Your instructions:
Turn every line of the listing below into a numbered list, dropping any blank lines.

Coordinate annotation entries
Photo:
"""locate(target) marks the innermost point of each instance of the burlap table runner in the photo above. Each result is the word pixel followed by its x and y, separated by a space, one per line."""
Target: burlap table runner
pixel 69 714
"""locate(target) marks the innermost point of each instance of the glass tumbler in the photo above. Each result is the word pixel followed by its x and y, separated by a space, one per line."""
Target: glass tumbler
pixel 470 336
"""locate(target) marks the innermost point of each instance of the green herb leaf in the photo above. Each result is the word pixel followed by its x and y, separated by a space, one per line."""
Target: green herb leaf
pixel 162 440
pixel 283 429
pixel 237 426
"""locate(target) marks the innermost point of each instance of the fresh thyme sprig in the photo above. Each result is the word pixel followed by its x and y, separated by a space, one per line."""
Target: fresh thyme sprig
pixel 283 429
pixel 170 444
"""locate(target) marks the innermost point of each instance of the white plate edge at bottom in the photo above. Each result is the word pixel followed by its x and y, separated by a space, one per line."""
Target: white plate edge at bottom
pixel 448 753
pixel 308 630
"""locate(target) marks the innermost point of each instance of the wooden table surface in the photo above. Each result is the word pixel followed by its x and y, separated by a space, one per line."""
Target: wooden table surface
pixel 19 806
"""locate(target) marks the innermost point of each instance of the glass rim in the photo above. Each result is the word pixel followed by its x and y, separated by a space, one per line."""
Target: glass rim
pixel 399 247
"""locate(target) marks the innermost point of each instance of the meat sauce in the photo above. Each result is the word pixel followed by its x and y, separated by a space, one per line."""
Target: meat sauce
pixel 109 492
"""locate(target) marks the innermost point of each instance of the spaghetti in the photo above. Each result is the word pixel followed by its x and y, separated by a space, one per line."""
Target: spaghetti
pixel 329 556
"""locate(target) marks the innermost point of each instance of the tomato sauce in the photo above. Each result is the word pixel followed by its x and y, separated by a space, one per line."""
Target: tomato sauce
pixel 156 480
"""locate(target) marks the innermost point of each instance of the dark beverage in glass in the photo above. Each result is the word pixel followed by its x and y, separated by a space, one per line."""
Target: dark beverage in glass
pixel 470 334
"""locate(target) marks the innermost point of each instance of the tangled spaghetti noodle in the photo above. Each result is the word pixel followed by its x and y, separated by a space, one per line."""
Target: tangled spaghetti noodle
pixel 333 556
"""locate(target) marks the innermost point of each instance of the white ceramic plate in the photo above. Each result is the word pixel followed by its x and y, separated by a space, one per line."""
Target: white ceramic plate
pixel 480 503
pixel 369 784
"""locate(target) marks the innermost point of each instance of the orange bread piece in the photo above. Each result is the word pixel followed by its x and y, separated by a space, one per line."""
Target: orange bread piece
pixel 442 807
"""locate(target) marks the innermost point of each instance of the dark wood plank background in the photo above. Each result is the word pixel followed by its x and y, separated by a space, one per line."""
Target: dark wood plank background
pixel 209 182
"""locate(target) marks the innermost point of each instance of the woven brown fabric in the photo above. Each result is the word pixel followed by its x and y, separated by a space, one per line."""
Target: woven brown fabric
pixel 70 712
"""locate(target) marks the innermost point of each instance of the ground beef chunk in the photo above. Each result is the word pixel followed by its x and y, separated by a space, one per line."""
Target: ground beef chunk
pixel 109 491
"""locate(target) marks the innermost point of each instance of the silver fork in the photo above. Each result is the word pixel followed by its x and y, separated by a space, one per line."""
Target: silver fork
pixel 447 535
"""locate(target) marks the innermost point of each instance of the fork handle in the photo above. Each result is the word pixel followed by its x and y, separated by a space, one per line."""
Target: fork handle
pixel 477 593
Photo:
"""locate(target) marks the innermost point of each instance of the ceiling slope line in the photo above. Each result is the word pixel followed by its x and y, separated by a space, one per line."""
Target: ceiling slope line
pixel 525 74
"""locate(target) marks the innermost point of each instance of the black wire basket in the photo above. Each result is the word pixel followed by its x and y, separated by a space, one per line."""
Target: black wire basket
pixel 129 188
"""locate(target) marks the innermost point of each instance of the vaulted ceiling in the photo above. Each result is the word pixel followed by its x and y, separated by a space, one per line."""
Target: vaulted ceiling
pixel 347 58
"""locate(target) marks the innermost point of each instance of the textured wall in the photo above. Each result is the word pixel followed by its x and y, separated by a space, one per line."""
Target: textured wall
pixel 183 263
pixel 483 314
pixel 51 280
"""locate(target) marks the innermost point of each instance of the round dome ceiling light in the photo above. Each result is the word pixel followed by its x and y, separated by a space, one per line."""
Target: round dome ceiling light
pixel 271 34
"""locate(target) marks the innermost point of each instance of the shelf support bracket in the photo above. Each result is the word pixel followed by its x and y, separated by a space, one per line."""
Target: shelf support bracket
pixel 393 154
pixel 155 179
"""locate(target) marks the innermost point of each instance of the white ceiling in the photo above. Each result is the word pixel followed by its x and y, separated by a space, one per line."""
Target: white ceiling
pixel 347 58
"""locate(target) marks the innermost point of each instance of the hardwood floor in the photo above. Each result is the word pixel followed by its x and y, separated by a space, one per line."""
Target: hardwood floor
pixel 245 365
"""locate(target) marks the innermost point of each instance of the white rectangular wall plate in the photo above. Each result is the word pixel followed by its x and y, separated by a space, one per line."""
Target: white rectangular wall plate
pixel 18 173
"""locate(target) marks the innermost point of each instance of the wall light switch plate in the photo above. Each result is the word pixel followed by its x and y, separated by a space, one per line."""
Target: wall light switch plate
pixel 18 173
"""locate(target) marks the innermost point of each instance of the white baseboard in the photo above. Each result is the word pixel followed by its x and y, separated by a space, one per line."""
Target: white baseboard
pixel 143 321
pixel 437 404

Task solution:
1. Photo:
2. """locate(target) marks the innermost point of each instance of the burlap table runner in the photo above. Each result is the word pixel followed by its x and y, separated by a space, one per line."""
3. Target: burlap table runner
4. pixel 69 714
5. """locate(target) marks the innermost point of each instance of the glass tumbler in the photo above. Each result is the word pixel followed by its x and y, separated by a space, one per line."""
6. Target: glass tumbler
7. pixel 470 336
8. """locate(target) marks the innermost point of each instance of the green herb leaf in the photo above. Each result is the word pixel followed by its x and y, separated by a space, one per line."""
9. Target: green herb leaf
10. pixel 162 440
11. pixel 283 429
12. pixel 237 426
13. """locate(target) marks the innermost point of each instance of the fresh thyme sprig in the photo above. Each result is the word pixel followed by its x and y, separated by a space, one per line."""
14. Target: fresh thyme sprig
15. pixel 283 429
16. pixel 170 444
17. """locate(target) marks the innermost point of each instance of the white plate edge at bottom in the photo above. Each result is the word pixel followed by its x and y, separated by a space, one per line."""
18. Target: white plate edge at bottom
19. pixel 448 753
20. pixel 308 630
21. """locate(target) marks the innermost point of each instance of the wooden table surface in the photo above. Each result is the word pixel followed by its x and y, separated by a space, one per line."""
22. Target: wooden table surface
23. pixel 19 806
24. """locate(target) marks the innermost point of each instance of the glass rim in the photo above. Each result is the word pixel followed by its x and y, separated by a space, one per line."""
25. Target: glass rim
26. pixel 399 247
27. """locate(target) marks the innermost point of each instance of the meat sauce in the photo above. Each result is the word pixel followed by its x and y, separated by a space, one per line."""
28. Target: meat sauce
29. pixel 109 492
30. """locate(target) marks the innermost point of each instance of the spaghetti in the photo above. Each result is the word pixel followed by its x and y, separated by a space, one per line."""
31. Target: spaghetti
32. pixel 329 556
33. """locate(target) marks the innermost point of each instance of the tomato sauce in the photo above. Each result is the word pixel followed by its x and y, separated by a space, one per line."""
34. Target: tomato sauce
35. pixel 156 480
36. """locate(target) marks the innermost point of each instance of the dark beverage in glass in the photo above. Each result is the word pixel followed by its x and y, separated by a space, one per line."""
37. Target: dark beverage in glass
38. pixel 470 334
39. """locate(target) marks the innermost point of each instance of the tangled spaghetti noodle in the photo above. Each result is the word pixel followed by its x and y, separated by a space, one per line."""
40. Target: tangled spaghetti noodle
41. pixel 333 556
42. """locate(target) marks the innermost point of each instance of the white ceramic plate in the photo above. Each result is the word pixel followed by its x and y, separated by a space, one per line."""
43. Target: white ceramic plate
44. pixel 480 503
45. pixel 369 784
46. """locate(target) marks the innermost point of each instance of the orange bread piece in the photo above. Each result is the word pixel followed by its x and y, separated by a space, one per line."""
47. Target: orange bread piece
48. pixel 442 807
49. """locate(target) marks the innermost point of each instance of the dark wood plank background in the photo above. Each result is the word pixel followed by its x and y, separated by a space, one per line."""
50. Target: dark wood plank background
51. pixel 209 182
52. """locate(target) marks the innermost point of each instance of the woven brown fabric in the photo above. Each result is the word pixel followed by its x and y, separated by a space, one per line."""
53. Target: woven brown fabric
54. pixel 70 712
55. """locate(target) marks the innermost point of each instance of the ground beef chunk in the photo above. Each result is the word pixel followed by its x and y, separated by a space, one per line."""
56. Target: ground beef chunk
57. pixel 109 491
58. """locate(target) marks the innermost point of each instance of the silver fork in the photo above. Each result is the word pixel followed by its x and y, separated by a space, one per line."""
59. Target: silver fork
60. pixel 447 535
61. """locate(target) marks the innermost point of each instance of the fork handle in the photo above. Each result is the word pixel followed by its x and y, separated by a space, one per line."""
62. Target: fork handle
63. pixel 477 593
64. Photo:
65. """locate(target) marks the innermost point of each instance of the ceiling slope line in the photo above. Each result is the word pixel followed by its x and y, separated by a space, one per line."""
66. Target: ceiling slope line
67. pixel 525 74
68. """locate(target) marks the innermost point of each instance of the black wire basket in the photo above. Each result is the word pixel followed by its x and y, separated by a space, one per line."""
69. Target: black wire basket
70. pixel 129 188
71. """locate(target) marks the innermost point of each instance of the vaulted ceiling in the photo above. Each result is the word pixel followed by its x and y, separated by a space, one per line."""
72. Target: vaulted ceiling
73. pixel 347 58
74. """locate(target) marks the innermost point of each instance of the textured wall in the photo above. Each result is the word pixel followed by its x and y, separated by a space, one per line."""
75. Target: textured wall
76. pixel 183 263
77. pixel 483 314
78. pixel 51 280
79. """locate(target) marks the innermost point of each instance of the round dome ceiling light in the photo above. Each result is the word pixel followed by its x and y, separated by a space, one per line."""
80. Target: round dome ceiling light
81. pixel 271 34
82. """locate(target) marks the innermost point of each instance of the shelf support bracket in the photo above. Each result is the word pixel followed by its x and y, separated by a space, one per line."""
83. Target: shelf support bracket
84. pixel 393 154
85. pixel 155 179
86. """locate(target) marks the innermost point of each instance of the white ceiling in the photo above. Each result is the word pixel followed by its x and y, separated by a space, one per line."""
87. Target: white ceiling
88. pixel 347 58
89. """locate(target) marks the innermost point of each instance of the hardwood floor in the photo above. Each result is the word pixel followed by its x and y, separated by a space, one per line."""
90. Target: hardwood floor
91. pixel 245 365
92. """locate(target) marks the innermost point of each instance of the white rectangular wall plate in the photo above. Each result is the word pixel followed by its x and y, separated by a space, one per line."""
93. Target: white rectangular wall plate
94. pixel 18 173
95. """locate(target) marks the innermost point of each instance of the wall light switch plate in the photo above. Each result is the word pixel followed by its x and y, separated by a space, one per line."""
96. Target: wall light switch plate
97. pixel 18 173
98. """locate(target) marks the innermost point of each instance of the white baseboard in the photo above. Each result is the word pixel followed by its x and y, separated by a space, one per line."""
99. Target: white baseboard
100. pixel 143 321
101. pixel 437 404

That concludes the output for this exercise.